### Extract provided ###

Tuning your PostgreSQL for High Performance

How you can make the most out of this powerful database

Photo by Hoover Tung on Unsplash

Table of Contents

  • Common Issues

Assumptions

  • You know basic SQL

Common issues you might have faced in the past

  • A query is slow periodically

General principles

Why use a subdomain instead of IP/Hostname of your database

This will allow you to hot-swap servers with less chance of downtime, de-commission nodes, simple round-robin, and geo-distribution to name a few examples.

When your database is smaller than 10 GB

if your database has less than 10 GB. It will be fast with the default settings unless you really start to go crazy with your queries and that’s usually a good sign that your table layout needs to be improved

Read Replicas. Why and How

Postgres is an amazing database, but it has one “problem”. The Vanilla version can only have one write node.
This means there is only so high you can vertically scale your machine.

A simple way to overcome this is by adding read replicas and only use your write instance for writes and high latency sensible queries.
This will also help you with lock/deadlock issues since you will be splitting your reads and writes (caution when you expect those locks to save you from inconsistent behavior on reads)

Use Read Replicas to increase your throughput and resilience

PGBouncer + Connection Pooling

PostgreSQL was built to handle a small number of long-lasting connections.
That’s why it has a relatively small default limit of connections and it’s not uncommon for people to get the error “connection limit exceeded for non-superusers”.
One might be tempted to just increase that limit, but there are better ways.
Postgres will usually complete the same 10,000 transactions faster by doing them 5, 10, or 20 at a time than by doing them 500 at a time. Determining exactly how many should be done at once varies by workload and requires tuning.

https://wiki.postgresql.org/wiki/Number_Of_Database_Connections
https://www.cybertec-postgresql.com/en/tuning-max_connections-in-postgresql/

Another thing to take into consideration with connections is that creating and destroying them sometimes can be responsible for as much as half of that operation time and resource usage.
Because of that, it’s always recommended to have persistent connections.
This, in turn, will just exacerbate the previous limit issue.

So how can we solve this?

The answer is using a connection pool. Sometimes the framework you’re using offers that (like SQLAlchemy), other times you might need a specialized tool.
But if you’re using multiple machines to serve your API (as you probably are), you will run into the previous problem again since your framework pooler will only be responsible for managing the instance it’s running on.

When you have multiple servers, a good solution is using PGBouncer.

This amazing tool will allow you to connect multiple servers to it instead of connecting directly to Postgres.

It will queue incoming connections when the concurrent amount is greater than the one specified by you.
I’ll leave PGBouncer for another post.

PosgreSQL performance will increase dramatically if you have a small number of long-lasting connections instead of constantly creating new ones.

pgBadger

pgBadger is a PostgreSQL log analyzer built for speed that is able to generate full reports from your PostgreSQL log file and show them on a web interface. It’s a single and small Perl script that outperforms any other PostgreSQL log analyzer.
I always recommend using it if your Postgres is critical to your systems.

### Information provided ###

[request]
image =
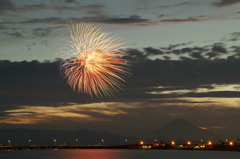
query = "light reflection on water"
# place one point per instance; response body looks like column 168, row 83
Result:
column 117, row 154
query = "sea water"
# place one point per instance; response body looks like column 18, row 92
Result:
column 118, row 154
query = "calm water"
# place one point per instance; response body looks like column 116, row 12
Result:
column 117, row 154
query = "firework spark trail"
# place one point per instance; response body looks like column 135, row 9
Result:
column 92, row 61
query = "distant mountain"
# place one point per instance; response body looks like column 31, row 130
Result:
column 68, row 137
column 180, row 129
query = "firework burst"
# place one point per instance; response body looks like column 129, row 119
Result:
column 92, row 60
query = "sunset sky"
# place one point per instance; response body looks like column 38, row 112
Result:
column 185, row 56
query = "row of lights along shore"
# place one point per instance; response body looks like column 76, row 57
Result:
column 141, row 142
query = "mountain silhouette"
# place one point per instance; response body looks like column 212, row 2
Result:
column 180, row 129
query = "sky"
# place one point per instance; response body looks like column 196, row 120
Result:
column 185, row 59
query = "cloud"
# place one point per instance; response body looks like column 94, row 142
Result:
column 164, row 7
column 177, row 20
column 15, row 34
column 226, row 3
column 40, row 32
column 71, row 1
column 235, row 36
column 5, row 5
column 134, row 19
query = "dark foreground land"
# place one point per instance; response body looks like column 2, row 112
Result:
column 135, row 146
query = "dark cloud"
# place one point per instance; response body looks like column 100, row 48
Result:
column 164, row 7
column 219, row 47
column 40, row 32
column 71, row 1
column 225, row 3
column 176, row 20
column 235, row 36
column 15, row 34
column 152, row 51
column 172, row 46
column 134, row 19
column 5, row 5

###
### Information provided ###

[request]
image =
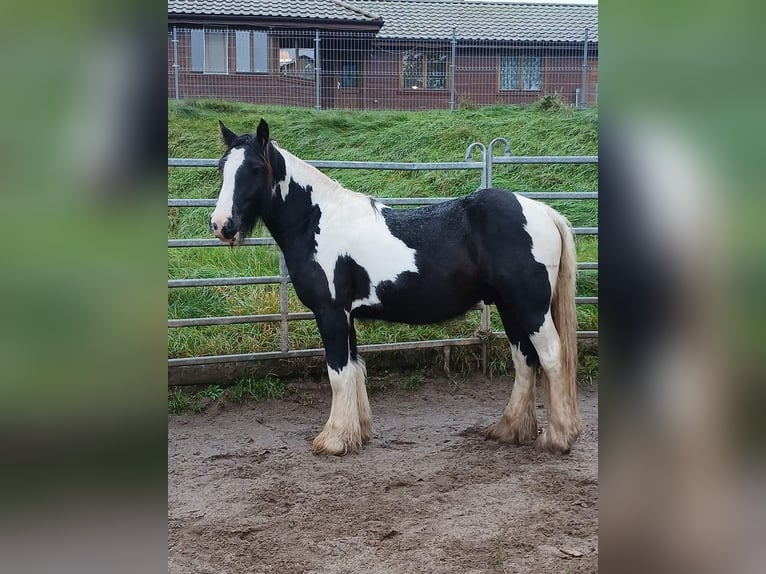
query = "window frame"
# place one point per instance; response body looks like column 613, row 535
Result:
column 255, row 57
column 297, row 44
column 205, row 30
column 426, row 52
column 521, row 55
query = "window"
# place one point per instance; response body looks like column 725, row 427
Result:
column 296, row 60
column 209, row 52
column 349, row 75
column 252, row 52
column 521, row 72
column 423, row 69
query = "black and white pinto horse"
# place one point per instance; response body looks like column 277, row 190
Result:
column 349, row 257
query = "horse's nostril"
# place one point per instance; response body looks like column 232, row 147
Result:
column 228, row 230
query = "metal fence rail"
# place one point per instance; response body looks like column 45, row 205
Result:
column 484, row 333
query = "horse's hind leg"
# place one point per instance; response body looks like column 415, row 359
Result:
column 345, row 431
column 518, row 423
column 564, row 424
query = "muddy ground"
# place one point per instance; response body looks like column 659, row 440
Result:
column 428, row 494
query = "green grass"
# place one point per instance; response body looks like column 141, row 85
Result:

###

● **Exercise objective**:
Answer these about the PostgreSQL tuning guide, one per line:
1. Below what database size does it say the default settings will be fast?
2. What error does it say people often get because of the small default connection limit?
3. In what language is the pgBadger script written?

● **Reply**:
1. Less than 10 GB.
2. "connection limit exceeded for non-superusers"
3. Perl.